#### Data for processing:
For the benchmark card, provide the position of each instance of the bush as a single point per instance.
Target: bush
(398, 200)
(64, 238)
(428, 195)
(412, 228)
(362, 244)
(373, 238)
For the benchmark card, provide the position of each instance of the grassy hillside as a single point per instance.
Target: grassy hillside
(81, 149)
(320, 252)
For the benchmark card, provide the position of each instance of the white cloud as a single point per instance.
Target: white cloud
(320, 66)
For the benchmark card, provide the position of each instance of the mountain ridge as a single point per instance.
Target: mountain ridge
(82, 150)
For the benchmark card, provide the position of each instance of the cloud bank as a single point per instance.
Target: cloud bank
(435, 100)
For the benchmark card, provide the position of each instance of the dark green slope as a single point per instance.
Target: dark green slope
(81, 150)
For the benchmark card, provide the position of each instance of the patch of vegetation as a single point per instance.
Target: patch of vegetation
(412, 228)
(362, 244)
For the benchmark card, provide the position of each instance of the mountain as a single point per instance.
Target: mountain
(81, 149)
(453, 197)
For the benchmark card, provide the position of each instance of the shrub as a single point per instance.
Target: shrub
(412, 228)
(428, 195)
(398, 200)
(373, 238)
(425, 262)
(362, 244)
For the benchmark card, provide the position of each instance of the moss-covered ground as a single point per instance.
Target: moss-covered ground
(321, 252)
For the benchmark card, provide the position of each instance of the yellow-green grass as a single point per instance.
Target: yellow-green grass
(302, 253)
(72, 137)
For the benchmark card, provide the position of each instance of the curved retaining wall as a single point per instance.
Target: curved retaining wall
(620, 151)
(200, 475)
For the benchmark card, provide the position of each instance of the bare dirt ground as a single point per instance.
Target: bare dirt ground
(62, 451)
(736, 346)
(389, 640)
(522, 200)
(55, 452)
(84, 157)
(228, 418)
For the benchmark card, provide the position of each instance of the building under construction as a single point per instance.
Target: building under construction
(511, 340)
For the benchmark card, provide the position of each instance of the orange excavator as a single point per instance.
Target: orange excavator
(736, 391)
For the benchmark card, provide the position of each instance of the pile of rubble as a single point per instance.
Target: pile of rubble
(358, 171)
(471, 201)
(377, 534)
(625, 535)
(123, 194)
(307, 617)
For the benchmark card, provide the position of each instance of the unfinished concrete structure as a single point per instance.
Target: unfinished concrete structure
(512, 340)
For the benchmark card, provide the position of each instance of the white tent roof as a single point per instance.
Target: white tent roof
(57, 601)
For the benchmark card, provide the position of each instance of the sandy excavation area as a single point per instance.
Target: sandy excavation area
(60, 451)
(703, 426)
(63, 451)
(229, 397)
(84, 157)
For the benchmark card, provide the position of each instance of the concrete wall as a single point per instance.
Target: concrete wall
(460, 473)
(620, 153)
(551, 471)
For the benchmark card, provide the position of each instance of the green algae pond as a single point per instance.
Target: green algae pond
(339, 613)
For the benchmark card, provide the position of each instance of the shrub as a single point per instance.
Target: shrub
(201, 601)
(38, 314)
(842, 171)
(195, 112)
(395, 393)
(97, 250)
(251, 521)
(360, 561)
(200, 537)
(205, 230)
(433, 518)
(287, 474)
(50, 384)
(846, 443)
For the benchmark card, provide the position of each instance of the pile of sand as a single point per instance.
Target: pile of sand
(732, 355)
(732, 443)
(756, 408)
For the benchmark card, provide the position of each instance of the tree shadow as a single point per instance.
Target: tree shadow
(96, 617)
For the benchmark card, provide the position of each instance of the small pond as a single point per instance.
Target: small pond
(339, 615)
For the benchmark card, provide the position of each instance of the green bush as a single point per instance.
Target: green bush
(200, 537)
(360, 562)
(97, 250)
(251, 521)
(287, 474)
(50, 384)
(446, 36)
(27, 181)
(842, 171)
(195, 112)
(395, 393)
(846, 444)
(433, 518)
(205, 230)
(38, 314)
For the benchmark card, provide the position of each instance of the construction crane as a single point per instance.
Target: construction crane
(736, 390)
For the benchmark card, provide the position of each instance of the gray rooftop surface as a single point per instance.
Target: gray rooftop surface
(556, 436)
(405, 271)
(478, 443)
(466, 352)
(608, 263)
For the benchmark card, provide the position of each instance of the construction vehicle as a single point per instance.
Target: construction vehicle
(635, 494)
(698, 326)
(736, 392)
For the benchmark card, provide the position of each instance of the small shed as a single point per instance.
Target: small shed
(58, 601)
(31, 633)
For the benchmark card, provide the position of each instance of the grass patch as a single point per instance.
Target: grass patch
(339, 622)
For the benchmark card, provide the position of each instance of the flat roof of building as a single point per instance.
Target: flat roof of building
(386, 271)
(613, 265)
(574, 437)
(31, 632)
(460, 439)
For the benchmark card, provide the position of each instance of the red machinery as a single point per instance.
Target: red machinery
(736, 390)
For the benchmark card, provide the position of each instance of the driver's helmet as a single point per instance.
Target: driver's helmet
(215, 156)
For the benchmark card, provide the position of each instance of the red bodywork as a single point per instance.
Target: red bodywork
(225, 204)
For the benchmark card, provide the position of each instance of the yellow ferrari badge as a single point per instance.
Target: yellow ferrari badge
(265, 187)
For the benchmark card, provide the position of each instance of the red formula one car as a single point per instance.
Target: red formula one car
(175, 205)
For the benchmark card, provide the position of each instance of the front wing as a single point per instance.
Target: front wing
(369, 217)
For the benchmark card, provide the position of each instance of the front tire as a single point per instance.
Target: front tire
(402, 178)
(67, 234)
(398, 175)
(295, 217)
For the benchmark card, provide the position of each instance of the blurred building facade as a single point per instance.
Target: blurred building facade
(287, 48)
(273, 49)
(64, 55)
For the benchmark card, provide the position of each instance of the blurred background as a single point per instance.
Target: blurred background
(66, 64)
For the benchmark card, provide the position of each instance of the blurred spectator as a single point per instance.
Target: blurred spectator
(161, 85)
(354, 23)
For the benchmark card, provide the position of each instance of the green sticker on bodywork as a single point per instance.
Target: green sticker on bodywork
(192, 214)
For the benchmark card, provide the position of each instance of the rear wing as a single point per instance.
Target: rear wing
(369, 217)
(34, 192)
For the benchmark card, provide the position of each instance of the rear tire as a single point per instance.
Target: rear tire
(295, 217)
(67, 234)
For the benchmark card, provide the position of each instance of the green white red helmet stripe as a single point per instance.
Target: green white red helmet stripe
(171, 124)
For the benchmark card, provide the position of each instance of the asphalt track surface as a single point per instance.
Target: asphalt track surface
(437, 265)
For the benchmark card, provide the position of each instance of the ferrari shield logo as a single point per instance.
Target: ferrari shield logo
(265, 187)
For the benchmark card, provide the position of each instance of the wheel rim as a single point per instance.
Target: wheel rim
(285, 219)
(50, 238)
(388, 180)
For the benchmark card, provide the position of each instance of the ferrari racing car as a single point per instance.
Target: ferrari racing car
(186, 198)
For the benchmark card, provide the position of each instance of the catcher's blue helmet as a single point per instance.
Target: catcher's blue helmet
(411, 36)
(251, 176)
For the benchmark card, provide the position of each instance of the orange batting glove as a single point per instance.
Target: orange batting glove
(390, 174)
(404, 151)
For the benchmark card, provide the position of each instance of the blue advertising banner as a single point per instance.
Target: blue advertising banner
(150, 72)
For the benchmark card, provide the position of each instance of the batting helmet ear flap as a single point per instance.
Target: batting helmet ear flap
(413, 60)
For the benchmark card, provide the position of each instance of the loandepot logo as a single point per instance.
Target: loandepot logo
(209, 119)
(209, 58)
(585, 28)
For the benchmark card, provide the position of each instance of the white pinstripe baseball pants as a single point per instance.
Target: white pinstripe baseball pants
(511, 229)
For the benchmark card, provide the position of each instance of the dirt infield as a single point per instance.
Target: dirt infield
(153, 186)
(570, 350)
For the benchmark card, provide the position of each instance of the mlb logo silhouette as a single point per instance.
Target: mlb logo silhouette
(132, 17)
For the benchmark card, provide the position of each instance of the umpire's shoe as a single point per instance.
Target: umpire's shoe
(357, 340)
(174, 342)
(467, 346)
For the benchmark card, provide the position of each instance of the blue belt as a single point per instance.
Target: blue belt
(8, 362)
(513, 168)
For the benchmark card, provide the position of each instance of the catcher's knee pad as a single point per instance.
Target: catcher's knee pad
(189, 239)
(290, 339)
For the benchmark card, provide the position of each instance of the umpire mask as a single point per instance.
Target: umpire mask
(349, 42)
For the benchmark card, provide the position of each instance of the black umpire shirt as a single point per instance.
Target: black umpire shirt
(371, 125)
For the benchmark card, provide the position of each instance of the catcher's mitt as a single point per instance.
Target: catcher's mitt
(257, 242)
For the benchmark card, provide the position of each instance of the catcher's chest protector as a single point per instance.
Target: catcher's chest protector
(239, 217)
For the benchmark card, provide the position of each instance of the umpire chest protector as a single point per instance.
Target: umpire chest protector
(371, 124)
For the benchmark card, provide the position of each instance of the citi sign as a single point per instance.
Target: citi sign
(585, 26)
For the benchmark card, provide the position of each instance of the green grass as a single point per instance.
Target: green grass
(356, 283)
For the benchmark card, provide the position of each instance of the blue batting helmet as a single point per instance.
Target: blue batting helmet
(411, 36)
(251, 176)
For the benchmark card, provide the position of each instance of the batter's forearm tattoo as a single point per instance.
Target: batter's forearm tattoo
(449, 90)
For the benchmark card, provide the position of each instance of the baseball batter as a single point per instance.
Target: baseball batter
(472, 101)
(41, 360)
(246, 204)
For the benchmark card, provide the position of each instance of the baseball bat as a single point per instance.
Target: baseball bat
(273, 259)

#### Requirements:
Reproduce verbatim the lines from the one containing "bat as a single point per instance." up to and including the last line of the entries.

#### Solved problem:
For the benchmark card, provide the position of each instance of the baseball bat as a single point per instance.
Target: baseball bat
(273, 259)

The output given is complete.